◆ **THE EXERCISE**
Reproduce the records word for word, starting at the line that contains "Q: Locate the red foliage" and ending with the last line of the records, both included. Leave the pictures out.

============

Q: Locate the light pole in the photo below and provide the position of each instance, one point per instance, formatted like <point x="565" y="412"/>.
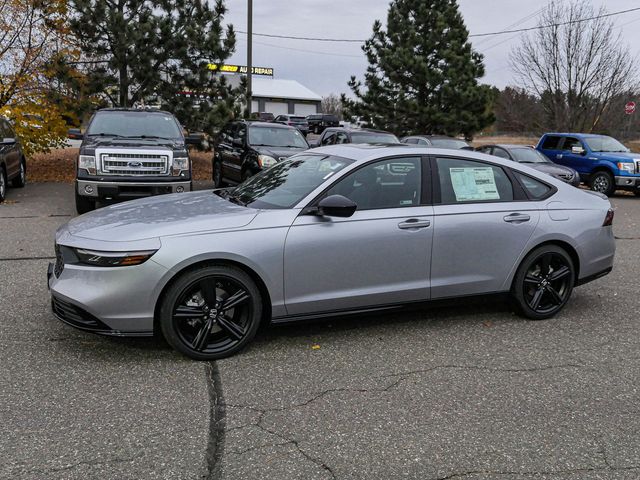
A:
<point x="249" y="54"/>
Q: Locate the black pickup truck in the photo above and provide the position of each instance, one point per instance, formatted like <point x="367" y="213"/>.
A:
<point x="130" y="153"/>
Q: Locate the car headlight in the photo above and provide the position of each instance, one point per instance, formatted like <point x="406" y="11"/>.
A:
<point x="88" y="163"/>
<point x="265" y="161"/>
<point x="180" y="164"/>
<point x="112" y="259"/>
<point x="626" y="167"/>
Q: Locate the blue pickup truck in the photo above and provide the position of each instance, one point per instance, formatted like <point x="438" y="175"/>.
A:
<point x="603" y="163"/>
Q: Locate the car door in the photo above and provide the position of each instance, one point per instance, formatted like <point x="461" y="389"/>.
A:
<point x="482" y="223"/>
<point x="378" y="256"/>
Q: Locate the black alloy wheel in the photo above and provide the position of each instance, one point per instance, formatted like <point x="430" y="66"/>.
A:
<point x="211" y="313"/>
<point x="544" y="282"/>
<point x="603" y="182"/>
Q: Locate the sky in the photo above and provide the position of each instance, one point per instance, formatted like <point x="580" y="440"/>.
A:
<point x="326" y="67"/>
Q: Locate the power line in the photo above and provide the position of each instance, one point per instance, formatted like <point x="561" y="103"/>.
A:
<point x="502" y="32"/>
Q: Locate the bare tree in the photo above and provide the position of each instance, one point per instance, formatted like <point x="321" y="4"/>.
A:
<point x="332" y="105"/>
<point x="576" y="63"/>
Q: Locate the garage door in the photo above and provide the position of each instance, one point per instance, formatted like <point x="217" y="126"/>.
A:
<point x="277" y="108"/>
<point x="305" y="109"/>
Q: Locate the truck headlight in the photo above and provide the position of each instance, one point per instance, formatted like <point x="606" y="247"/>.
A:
<point x="626" y="167"/>
<point x="88" y="163"/>
<point x="112" y="259"/>
<point x="180" y="164"/>
<point x="265" y="161"/>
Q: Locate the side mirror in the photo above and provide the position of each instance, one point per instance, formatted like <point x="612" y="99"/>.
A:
<point x="578" y="150"/>
<point x="75" y="134"/>
<point x="336" y="206"/>
<point x="194" y="139"/>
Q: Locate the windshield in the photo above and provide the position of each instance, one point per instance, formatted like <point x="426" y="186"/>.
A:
<point x="528" y="155"/>
<point x="134" y="124"/>
<point x="448" y="143"/>
<point x="276" y="137"/>
<point x="287" y="182"/>
<point x="605" y="144"/>
<point x="371" y="137"/>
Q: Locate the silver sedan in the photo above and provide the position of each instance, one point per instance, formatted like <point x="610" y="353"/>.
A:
<point x="331" y="231"/>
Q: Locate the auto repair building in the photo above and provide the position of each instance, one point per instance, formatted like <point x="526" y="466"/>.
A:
<point x="273" y="95"/>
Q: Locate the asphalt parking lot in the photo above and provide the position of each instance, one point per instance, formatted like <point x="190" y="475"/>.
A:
<point x="468" y="391"/>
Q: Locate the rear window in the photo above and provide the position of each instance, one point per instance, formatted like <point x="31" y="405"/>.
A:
<point x="551" y="142"/>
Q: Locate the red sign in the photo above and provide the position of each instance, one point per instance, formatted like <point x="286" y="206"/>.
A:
<point x="629" y="108"/>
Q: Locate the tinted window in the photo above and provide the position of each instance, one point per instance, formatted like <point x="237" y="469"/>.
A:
<point x="551" y="142"/>
<point x="463" y="181"/>
<point x="134" y="124"/>
<point x="535" y="188"/>
<point x="384" y="184"/>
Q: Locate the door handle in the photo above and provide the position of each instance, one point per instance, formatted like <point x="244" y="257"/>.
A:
<point x="414" y="223"/>
<point x="517" y="218"/>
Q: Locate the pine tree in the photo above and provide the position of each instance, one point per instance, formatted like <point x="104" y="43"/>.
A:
<point x="143" y="49"/>
<point x="423" y="74"/>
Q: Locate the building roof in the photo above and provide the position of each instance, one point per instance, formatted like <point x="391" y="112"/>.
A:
<point x="279" y="88"/>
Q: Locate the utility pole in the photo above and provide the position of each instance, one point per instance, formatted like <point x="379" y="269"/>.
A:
<point x="249" y="55"/>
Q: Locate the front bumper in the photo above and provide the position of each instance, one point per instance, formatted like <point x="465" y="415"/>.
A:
<point x="110" y="190"/>
<point x="117" y="301"/>
<point x="628" y="182"/>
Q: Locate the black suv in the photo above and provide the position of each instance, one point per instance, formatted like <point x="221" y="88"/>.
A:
<point x="336" y="136"/>
<point x="319" y="121"/>
<point x="129" y="153"/>
<point x="244" y="148"/>
<point x="13" y="165"/>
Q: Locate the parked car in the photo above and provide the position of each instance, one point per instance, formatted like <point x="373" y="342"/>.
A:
<point x="340" y="135"/>
<point x="319" y="121"/>
<point x="130" y="153"/>
<point x="244" y="148"/>
<point x="603" y="163"/>
<point x="440" y="141"/>
<point x="294" y="121"/>
<point x="332" y="231"/>
<point x="263" y="116"/>
<point x="535" y="159"/>
<point x="13" y="163"/>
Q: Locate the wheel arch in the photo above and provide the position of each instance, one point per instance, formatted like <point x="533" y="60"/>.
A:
<point x="262" y="287"/>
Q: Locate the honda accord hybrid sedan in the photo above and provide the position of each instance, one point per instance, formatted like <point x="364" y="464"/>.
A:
<point x="331" y="231"/>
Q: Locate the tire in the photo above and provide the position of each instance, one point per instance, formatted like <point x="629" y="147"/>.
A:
<point x="216" y="175"/>
<point x="84" y="205"/>
<point x="602" y="182"/>
<point x="543" y="283"/>
<point x="3" y="184"/>
<point x="21" y="180"/>
<point x="193" y="317"/>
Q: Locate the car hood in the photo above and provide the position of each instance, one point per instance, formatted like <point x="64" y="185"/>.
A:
<point x="279" y="152"/>
<point x="161" y="215"/>
<point x="551" y="168"/>
<point x="617" y="156"/>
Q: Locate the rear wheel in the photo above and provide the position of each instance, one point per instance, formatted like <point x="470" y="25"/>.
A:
<point x="602" y="182"/>
<point x="211" y="313"/>
<point x="544" y="282"/>
<point x="84" y="204"/>
<point x="21" y="180"/>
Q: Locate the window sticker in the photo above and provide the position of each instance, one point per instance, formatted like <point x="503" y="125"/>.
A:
<point x="474" y="183"/>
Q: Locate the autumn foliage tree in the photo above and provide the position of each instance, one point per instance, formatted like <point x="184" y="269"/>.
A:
<point x="31" y="32"/>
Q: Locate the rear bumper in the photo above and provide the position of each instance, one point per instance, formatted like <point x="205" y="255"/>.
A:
<point x="96" y="189"/>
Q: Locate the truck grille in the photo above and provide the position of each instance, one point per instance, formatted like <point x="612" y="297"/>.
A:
<point x="135" y="163"/>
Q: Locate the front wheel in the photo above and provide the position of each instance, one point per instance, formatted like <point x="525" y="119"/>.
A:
<point x="544" y="282"/>
<point x="211" y="313"/>
<point x="603" y="182"/>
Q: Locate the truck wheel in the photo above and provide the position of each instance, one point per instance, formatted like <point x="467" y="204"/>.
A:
<point x="21" y="180"/>
<point x="84" y="205"/>
<point x="602" y="182"/>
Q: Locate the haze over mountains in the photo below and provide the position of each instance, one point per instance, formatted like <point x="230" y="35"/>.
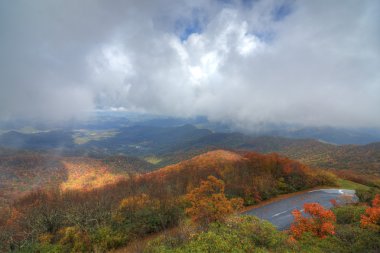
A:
<point x="164" y="141"/>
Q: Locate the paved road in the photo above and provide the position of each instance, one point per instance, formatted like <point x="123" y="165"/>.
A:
<point x="279" y="212"/>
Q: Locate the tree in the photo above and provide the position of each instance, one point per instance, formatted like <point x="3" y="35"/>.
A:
<point x="320" y="223"/>
<point x="208" y="202"/>
<point x="371" y="218"/>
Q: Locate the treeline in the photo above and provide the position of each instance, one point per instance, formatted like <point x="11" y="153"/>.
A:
<point x="117" y="214"/>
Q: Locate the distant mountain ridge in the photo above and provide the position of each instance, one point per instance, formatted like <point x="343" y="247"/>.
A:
<point x="173" y="144"/>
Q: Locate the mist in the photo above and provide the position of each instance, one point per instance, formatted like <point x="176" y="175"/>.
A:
<point x="247" y="62"/>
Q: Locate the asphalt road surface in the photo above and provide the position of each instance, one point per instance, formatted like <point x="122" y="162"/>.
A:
<point x="279" y="212"/>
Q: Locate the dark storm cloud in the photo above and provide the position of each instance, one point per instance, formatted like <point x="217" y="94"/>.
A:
<point x="311" y="62"/>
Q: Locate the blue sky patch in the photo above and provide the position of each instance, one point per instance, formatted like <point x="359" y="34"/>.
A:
<point x="282" y="11"/>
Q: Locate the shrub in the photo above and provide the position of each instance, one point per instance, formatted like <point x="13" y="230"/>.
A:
<point x="320" y="224"/>
<point x="348" y="214"/>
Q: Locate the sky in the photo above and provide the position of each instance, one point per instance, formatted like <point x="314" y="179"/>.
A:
<point x="299" y="62"/>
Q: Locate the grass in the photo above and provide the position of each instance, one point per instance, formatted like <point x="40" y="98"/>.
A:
<point x="346" y="184"/>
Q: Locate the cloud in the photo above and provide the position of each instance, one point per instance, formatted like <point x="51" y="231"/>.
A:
<point x="308" y="62"/>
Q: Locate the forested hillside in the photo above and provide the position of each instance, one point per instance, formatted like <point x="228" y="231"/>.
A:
<point x="117" y="213"/>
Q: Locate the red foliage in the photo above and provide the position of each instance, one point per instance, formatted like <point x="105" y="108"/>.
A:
<point x="334" y="202"/>
<point x="371" y="218"/>
<point x="321" y="222"/>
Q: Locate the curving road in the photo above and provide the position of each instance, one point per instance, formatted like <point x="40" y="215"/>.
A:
<point x="279" y="212"/>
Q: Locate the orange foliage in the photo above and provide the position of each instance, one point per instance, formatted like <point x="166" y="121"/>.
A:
<point x="371" y="218"/>
<point x="321" y="222"/>
<point x="208" y="202"/>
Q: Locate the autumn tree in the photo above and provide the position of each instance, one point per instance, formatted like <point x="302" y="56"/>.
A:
<point x="371" y="218"/>
<point x="209" y="203"/>
<point x="320" y="223"/>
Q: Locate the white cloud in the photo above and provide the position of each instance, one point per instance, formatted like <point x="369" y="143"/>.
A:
<point x="318" y="65"/>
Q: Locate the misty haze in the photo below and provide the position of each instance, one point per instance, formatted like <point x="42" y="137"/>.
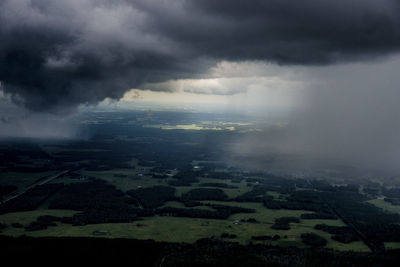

============

◆ **OUTPUT OF THE EXERCISE**
Q: Locate the red foliage in the photo above and provide the position of each instance, one point per instance, formatted like <point x="105" y="108"/>.
A:
<point x="334" y="202"/>
<point x="371" y="218"/>
<point x="321" y="222"/>
Q: Locate the curving road in the photo above and provide the position of each instance, one point per instance, formatted like <point x="40" y="215"/>.
A:
<point x="279" y="212"/>
Q: Locate the orange foliage in the photo above and provide the position of each instance, one point per instance, formatted like <point x="166" y="121"/>.
A:
<point x="371" y="218"/>
<point x="321" y="222"/>
<point x="208" y="202"/>
Q: Locate the autumn tree in the photo above and provide the position of each instance, one point per instance, formatted like <point x="302" y="56"/>.
A:
<point x="371" y="218"/>
<point x="209" y="203"/>
<point x="320" y="223"/>
Q: Locate the white cloud in the photo above and provide the position of each instance, one point per instance, formatted like <point x="369" y="143"/>.
A:
<point x="318" y="65"/>
Q: Locate the misty haze in the photo below and provide the position of each instance, one point per instance, formatted like <point x="42" y="137"/>.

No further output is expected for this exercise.